*What is expected:* Return each line of the entries below that contains the string "hook", copied in full.

------ Data listing

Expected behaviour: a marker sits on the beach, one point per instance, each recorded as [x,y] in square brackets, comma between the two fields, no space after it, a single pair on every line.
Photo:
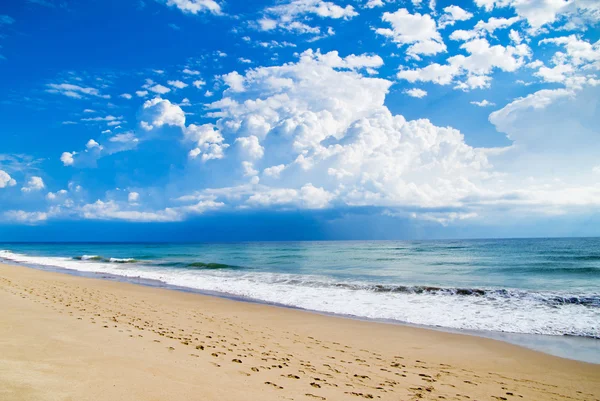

------------
------ Data listing

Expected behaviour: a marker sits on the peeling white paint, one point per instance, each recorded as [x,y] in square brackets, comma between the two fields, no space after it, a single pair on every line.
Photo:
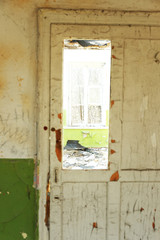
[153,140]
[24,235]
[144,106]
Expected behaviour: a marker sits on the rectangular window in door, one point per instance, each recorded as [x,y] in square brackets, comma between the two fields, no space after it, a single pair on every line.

------------
------ Data listing

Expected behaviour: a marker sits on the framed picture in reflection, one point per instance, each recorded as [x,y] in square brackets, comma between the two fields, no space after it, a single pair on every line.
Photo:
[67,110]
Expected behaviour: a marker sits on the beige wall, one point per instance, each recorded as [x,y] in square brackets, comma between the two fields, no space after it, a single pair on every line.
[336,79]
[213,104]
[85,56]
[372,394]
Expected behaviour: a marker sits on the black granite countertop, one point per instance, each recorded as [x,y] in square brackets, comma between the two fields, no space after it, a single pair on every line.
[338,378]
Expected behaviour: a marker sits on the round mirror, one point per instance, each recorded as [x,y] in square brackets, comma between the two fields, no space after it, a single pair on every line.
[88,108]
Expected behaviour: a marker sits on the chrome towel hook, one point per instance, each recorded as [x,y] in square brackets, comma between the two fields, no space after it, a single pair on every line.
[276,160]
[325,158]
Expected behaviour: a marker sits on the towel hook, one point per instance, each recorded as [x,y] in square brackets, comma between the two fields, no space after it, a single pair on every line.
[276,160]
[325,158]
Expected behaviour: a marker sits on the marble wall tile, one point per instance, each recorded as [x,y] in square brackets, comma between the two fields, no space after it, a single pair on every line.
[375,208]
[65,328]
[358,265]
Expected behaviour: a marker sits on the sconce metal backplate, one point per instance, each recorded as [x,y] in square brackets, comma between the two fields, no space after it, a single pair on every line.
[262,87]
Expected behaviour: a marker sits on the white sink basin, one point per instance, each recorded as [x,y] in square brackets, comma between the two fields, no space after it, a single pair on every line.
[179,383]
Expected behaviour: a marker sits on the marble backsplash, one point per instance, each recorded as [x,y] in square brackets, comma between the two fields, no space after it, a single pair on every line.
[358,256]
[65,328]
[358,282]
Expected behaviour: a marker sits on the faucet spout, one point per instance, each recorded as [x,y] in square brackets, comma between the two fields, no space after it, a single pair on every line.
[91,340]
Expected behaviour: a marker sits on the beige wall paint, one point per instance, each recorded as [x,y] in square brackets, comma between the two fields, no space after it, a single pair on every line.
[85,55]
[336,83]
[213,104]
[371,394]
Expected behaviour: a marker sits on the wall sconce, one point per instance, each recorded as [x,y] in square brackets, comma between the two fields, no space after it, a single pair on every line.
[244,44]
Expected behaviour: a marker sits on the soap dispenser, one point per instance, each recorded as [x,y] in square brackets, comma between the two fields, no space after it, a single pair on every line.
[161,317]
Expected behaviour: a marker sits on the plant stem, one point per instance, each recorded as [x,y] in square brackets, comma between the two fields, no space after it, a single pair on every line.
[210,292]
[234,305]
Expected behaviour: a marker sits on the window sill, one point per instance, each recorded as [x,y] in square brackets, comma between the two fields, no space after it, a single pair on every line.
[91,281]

------------

*Finished task:*
Expected behaviour: a marker sits on the chrome towel hook, one point per instance, each recorded as [x,y] in square brackets, comma between the two fields, no space after it, a single pair on every line.
Expected behaviour: a marker sits on the towel hook, one point per instance, each recorded as [x,y] in square brackets, comma between the two fields, no space after it, a single pair on every line.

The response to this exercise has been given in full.